» Activities:
A) Answer these questions from the text on convolutional neural networks:
(i) How many pixels long is the one-dimensional vector produced by flattening a 28x28 MNIST image?
(ii) What does pooling do to the convolved image?
(iii) What are the three new steps a CNN uses that a Feed Forward Neural Network lacks?
B) Translate this sentence from the text on convolutional neural networks into Spanish: "CNNs are especially useful for image data, since pixels often have strong relationships with their surrounding pixels."
C) Transcribe the part of the text on convolutional neural networks between "Convolutional Neural Networks (CNNs)" and "Detection, and Pooling.", inclusive.

» Excerpt:
========================

CIO LEVEL SUMMARY:

1. Convolutional Neural Networks (CNN) expand the principles of Feed Forward Neural Networks in order to preserve spatial relationships between input data.

2. CNNs are especially useful for image data, since pixels often have strong relationships with their surrounding pixels.

3. Spatial relationships are preserved by sliding a filter matrix (or kernel) across the matrix and performing the convolution operation. Using the same weights for the filter at each location allows CNNs to recognize features no matter where they are in the image.

4. Convolution filters often help detect features such as edges or curves which can help the CNN classify the image.

5. Pooling is used to reduce the dimensions of the convolved image in order to make it more manageable to use.

6. The output of the convolutional and pooling layers is fed into at least one Feed Forward layer in order to classify the image as desired.

WHAT ARE CONVOLUTIONAL NEURAL NETS?

Neural Networks are incredibly useful models that can learn complex relationships between inputs and an output or prediction--like using a patient’s vital signs to predict risk of heart disease. However, plain Feed Forward Neural Networks aren’t equipped to handle situations in which the input data has spatial relationships. Simple Feed Forward Neural Networks take in one dimensional vectors as input, which discounts any spatial relationships between these inputs.

If you wanted to feed a small black and white image--like a handwritten digit from the MNIST dataset--into a simple Feed Forward Neural Network, you could take a matrix of the pixels and flatten it so that instead of a 28x28 pixel square, you get a single, one dimensional vector that is 784 pixels long. Below, a 3x3 matrix of pixels is shown flattened into a one dimensional vector of 9 pixels.

And for smaller, simpler problems like classifying the MNIST digits, transforming a 2D matrix of pixels into a 1D vector of pixels can be surprisingly effective.

MNIST digits from Wikipedia

But often, the images that we want to work with are much more complicated.

When we flatten an image into a 1D vector, we lose information about the spatial relationships between the pixels. A pixel in one area most likely has strong relationships with the pixels surrounding it. If we want to look at an MRI to recognize things like tumors, lesions, or hippocampal volume, the spatial relationship between pixels is incredibly important.

Convolutional Neural Networks (CNNs) allow us to take advantage of the spatial relationships of numbers--whether they’re pixel values or not--in our neural network architecture. There are three new “steps” that we can use in a CNN that we didn’t have when we built a Feed Forward Neural Network in the last article. Convolution, Detection, and Pooling.

========================

» Record extracts:
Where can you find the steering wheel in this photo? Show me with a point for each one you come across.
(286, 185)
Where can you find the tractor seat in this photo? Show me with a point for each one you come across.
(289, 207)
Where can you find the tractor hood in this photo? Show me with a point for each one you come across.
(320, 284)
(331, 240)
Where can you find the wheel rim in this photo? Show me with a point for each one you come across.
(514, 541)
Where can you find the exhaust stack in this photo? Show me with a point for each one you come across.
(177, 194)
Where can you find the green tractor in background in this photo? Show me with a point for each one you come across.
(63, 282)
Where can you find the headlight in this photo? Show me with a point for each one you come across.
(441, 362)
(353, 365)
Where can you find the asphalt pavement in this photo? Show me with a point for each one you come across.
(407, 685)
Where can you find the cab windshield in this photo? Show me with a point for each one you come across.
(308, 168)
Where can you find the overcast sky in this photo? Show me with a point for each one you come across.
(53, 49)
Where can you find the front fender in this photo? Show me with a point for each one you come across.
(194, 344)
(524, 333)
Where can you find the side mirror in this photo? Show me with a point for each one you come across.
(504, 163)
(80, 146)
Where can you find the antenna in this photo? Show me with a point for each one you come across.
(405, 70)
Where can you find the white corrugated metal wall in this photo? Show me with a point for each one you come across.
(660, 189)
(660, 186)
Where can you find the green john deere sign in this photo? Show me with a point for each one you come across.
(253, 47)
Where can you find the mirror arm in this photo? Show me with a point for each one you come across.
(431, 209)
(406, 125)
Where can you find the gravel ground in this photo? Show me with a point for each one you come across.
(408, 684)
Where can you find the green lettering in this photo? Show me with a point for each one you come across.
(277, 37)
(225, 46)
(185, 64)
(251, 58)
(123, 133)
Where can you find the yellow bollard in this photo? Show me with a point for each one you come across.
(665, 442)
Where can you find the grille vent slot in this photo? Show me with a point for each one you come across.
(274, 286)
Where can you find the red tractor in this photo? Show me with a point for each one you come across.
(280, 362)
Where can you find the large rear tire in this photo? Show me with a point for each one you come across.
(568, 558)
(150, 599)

========================

» Solutions to the problems:
A)
(i) 784 pixels.
(ii) It reduces the dimensions of the convolved image to make it more manageable to use.
(iii) Convolution, Detection, and Pooling.

B) Las CNN son especialmente útiles para datos de imagen, ya que los píxeles suelen tener relaciones fuertes con los píxeles que los rodean.

C)
Convolutional Neural Networks (CNNs) allow us to take advantage of the spatial relationships of numbers--whether they’re pixel values or not--in our neural network architecture. There are three new “steps” that we can use in a CNN that we didn’t have when we built a Feed Forward Neural Network in the last article. Convolution, Detection, and Pooling.